TASK GOAL => When you output the entries, begin with the first line and end with the line containing "even-odd rule for holes", keeping each line exactly as it is.

RECORD SET =>
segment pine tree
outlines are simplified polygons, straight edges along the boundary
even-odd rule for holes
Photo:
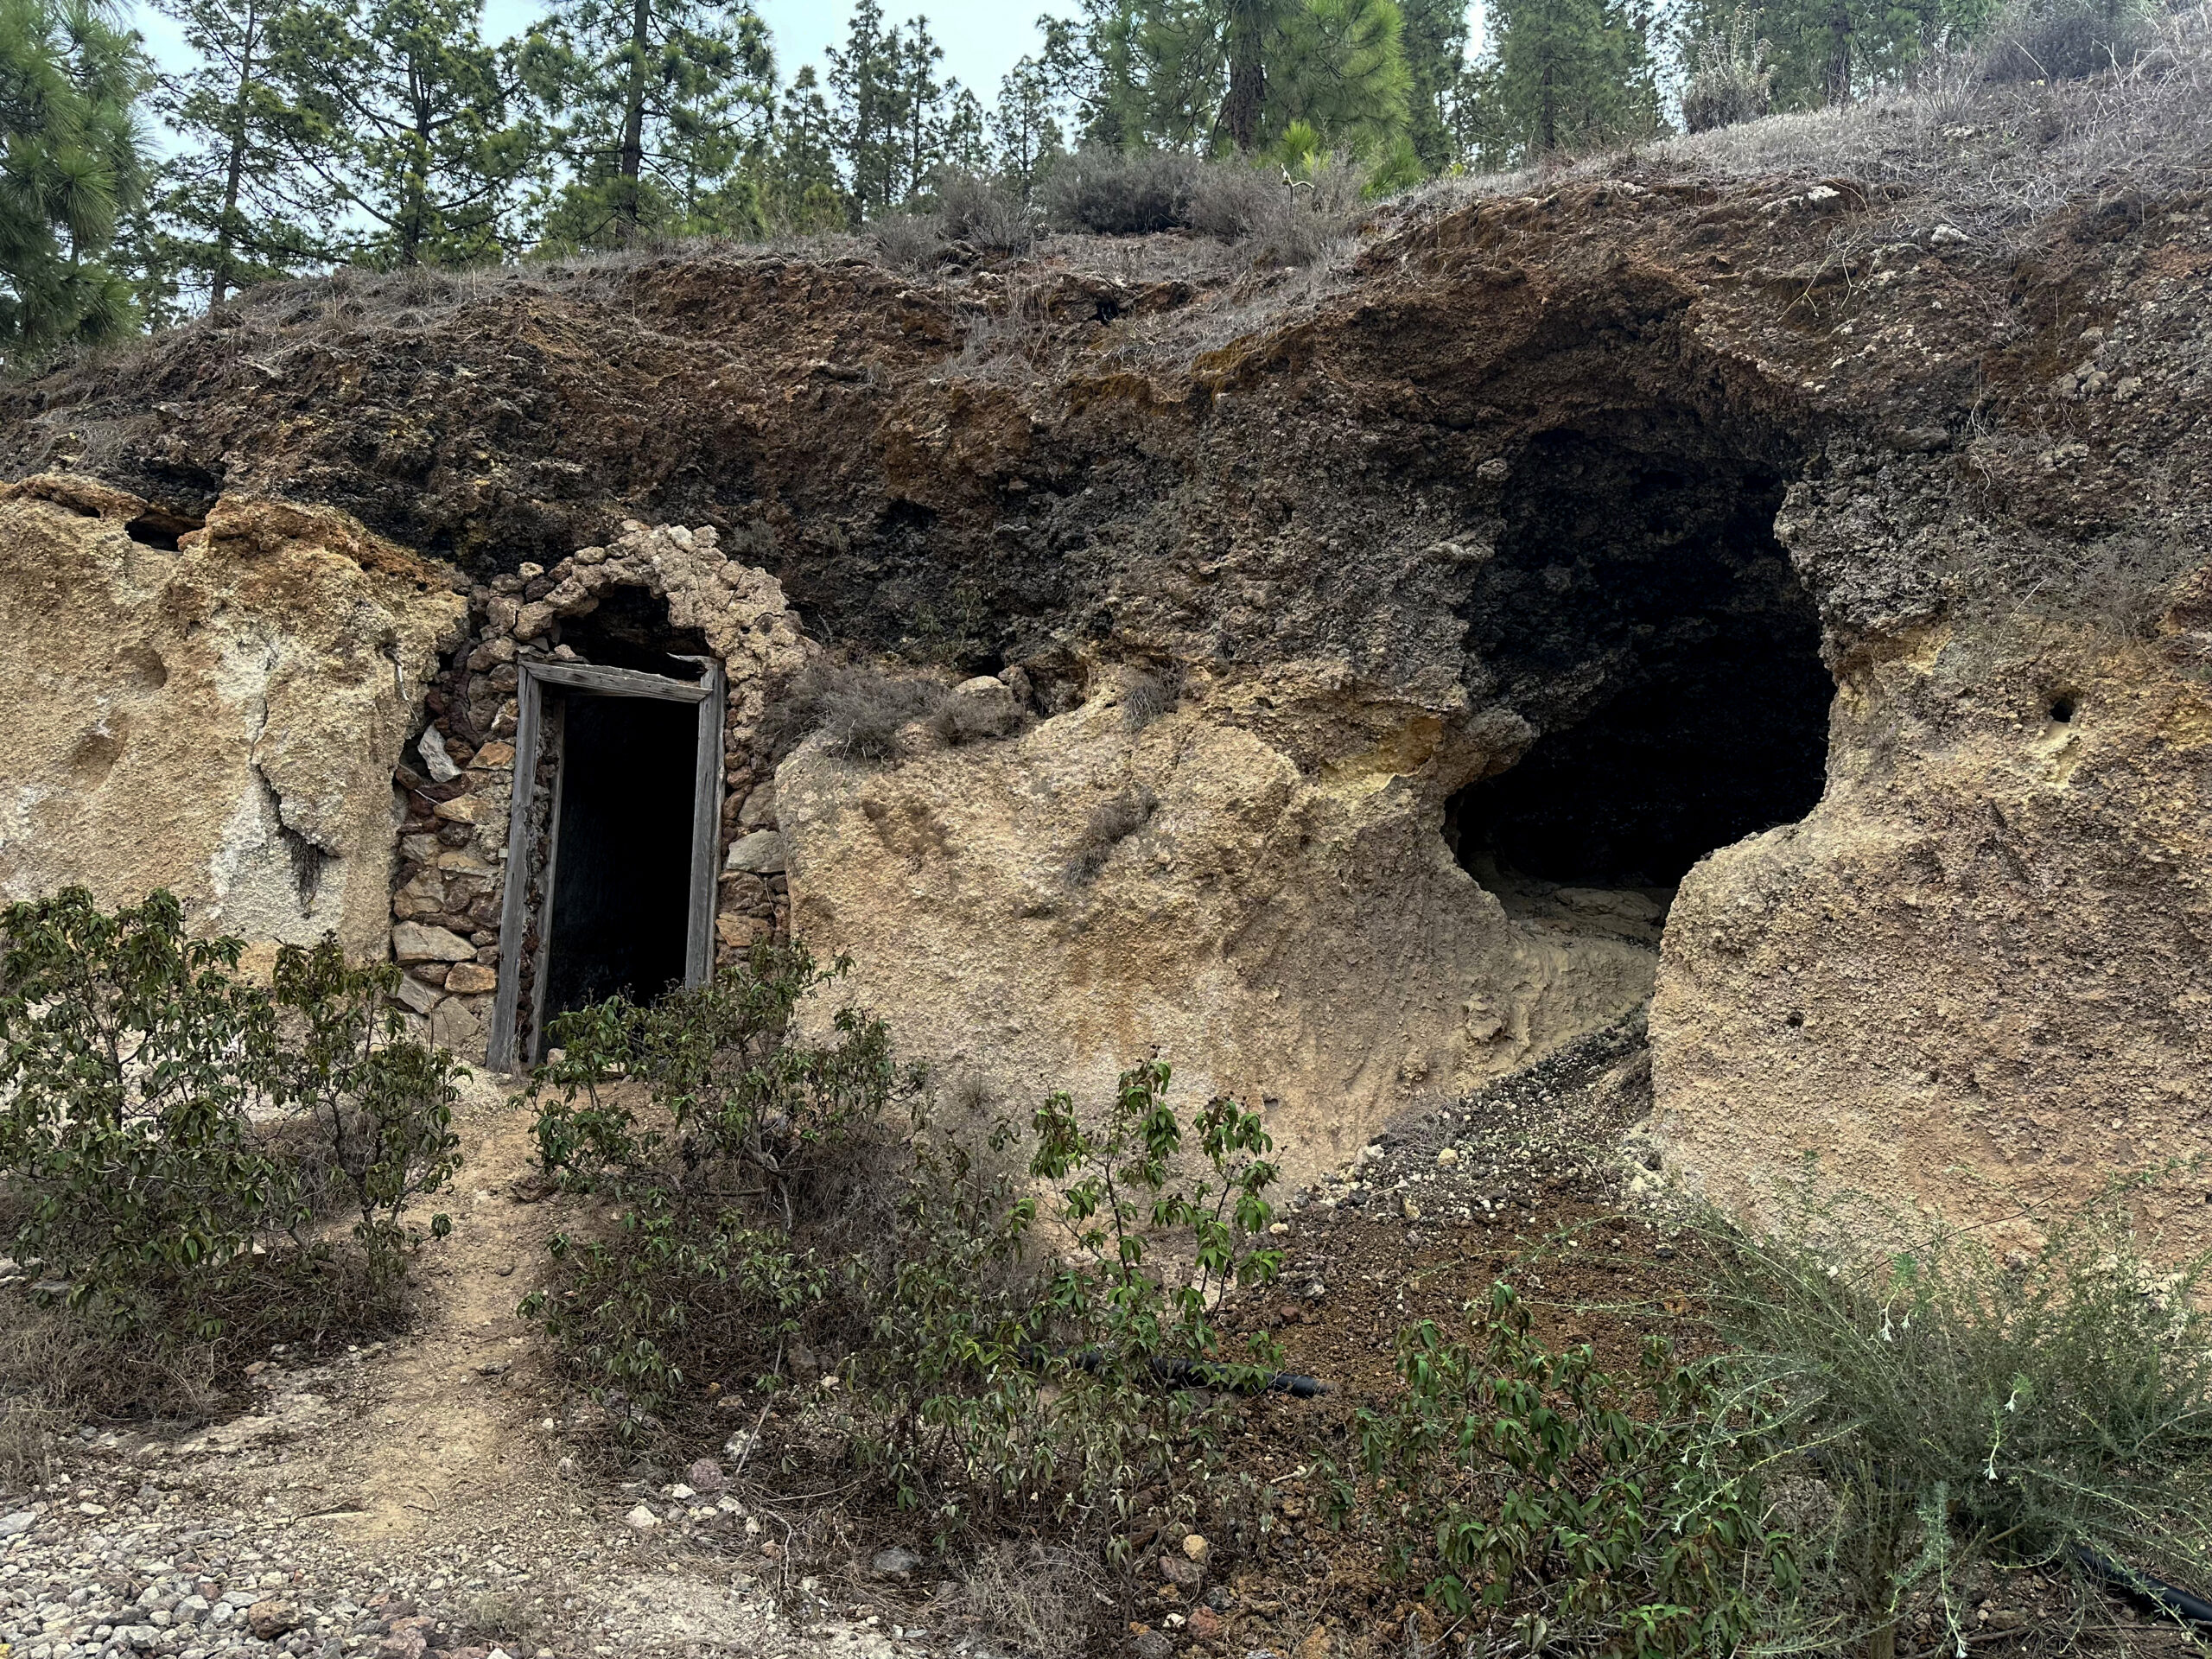
[[[770,222],[799,232],[846,223],[837,125],[810,63],[800,65],[784,89],[760,173],[762,210]]]
[[[775,84],[766,28],[718,0],[556,0],[524,66],[572,173],[548,238],[586,246],[680,224],[687,194],[726,181],[710,163],[744,148]]]
[[[1330,148],[1377,153],[1406,130],[1394,0],[1140,0],[1146,136],[1250,153],[1293,122]]]
[[[136,100],[151,70],[103,0],[0,0],[0,346],[128,333],[105,262],[144,194]]]
[[[1660,129],[1649,15],[1632,0],[1491,0],[1476,143],[1487,165]]]
[[[832,48],[830,87],[836,102],[837,148],[852,192],[855,222],[890,212],[899,200],[899,37],[875,0],[860,0],[842,51]]]
[[[1083,21],[1050,14],[1038,61],[1056,100],[1074,106],[1078,143],[1128,149],[1143,142],[1148,105],[1142,80],[1144,20],[1139,0],[1084,0]]]
[[[196,67],[164,77],[155,107],[187,141],[162,168],[156,261],[219,306],[237,289],[325,257],[330,192],[302,167],[294,109],[277,73],[296,0],[156,0],[182,27]]]
[[[900,201],[922,193],[944,159],[946,88],[937,79],[944,48],[930,35],[930,20],[912,17],[893,36],[898,88],[898,150],[891,188]]]
[[[1065,146],[1058,88],[1046,61],[1024,57],[1007,71],[991,111],[991,137],[997,141],[999,174],[1029,200]]]
[[[518,239],[504,221],[537,144],[508,118],[516,71],[484,43],[479,6],[343,0],[283,22],[296,153],[363,222],[358,259],[465,264]]]
[[[1406,136],[1422,170],[1441,173],[1457,159],[1450,127],[1453,95],[1467,56],[1464,0],[1398,0],[1404,27]]]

SOLUTION TO THIS TASK =>
segment pine tree
outlines are simplified polygons, straight edges along the boundary
even-odd rule for holes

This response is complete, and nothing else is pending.